▶ _Prompt_
Any pictures in the records below must be left out when you repeat the lines from the line containing "Spot the blurred" through the line containing "Query: beetle" exactly.

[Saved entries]
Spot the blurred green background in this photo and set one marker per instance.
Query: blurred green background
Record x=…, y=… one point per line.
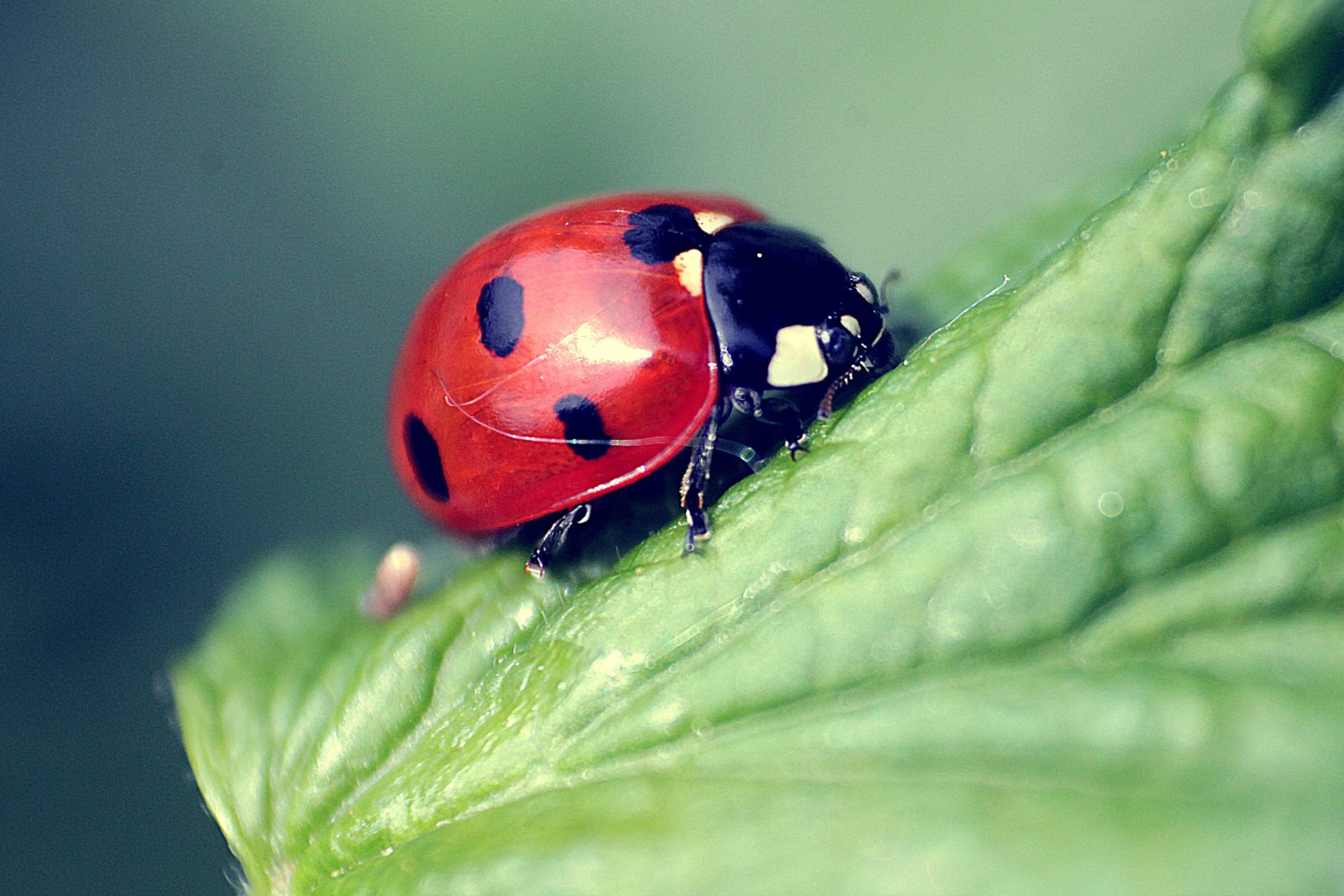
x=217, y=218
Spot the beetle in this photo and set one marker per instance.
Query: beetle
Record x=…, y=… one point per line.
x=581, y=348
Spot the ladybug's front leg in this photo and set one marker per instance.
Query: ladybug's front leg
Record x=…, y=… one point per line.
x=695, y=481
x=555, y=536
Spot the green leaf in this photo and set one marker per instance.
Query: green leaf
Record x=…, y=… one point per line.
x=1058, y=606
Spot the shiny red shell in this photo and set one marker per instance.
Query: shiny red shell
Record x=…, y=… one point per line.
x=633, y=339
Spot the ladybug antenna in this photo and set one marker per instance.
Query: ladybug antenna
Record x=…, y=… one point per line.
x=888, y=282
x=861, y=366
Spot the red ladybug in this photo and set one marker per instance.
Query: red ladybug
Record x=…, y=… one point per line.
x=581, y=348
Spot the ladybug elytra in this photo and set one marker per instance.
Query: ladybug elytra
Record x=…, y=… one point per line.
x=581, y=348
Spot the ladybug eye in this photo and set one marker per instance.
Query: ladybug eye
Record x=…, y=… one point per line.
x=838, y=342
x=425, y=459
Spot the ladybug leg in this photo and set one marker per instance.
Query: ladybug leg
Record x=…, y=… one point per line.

...

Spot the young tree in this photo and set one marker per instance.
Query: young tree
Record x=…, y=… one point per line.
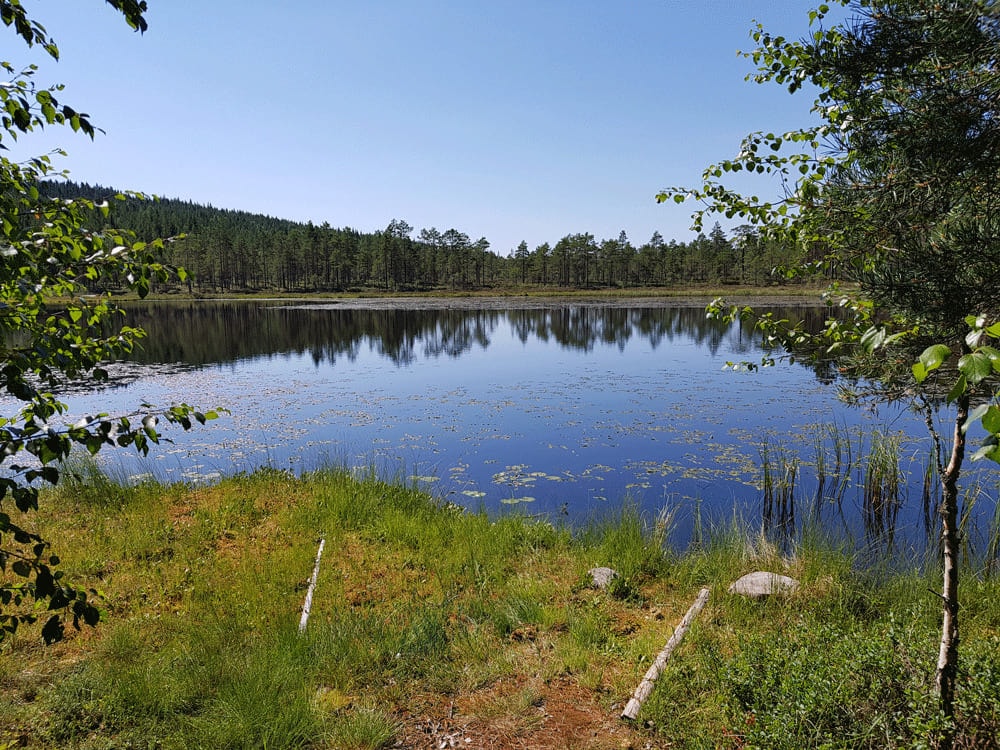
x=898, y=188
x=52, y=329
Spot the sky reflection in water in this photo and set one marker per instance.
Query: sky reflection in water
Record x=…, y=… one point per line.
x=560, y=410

▶ _Answer space_
Spot the blurred green background in this photo and set one marker per instance.
Query: blurred green background
Record x=…, y=… one point per line.
x=217, y=218
Spot the beetle in this photo and set one marker per instance.
Query: beetle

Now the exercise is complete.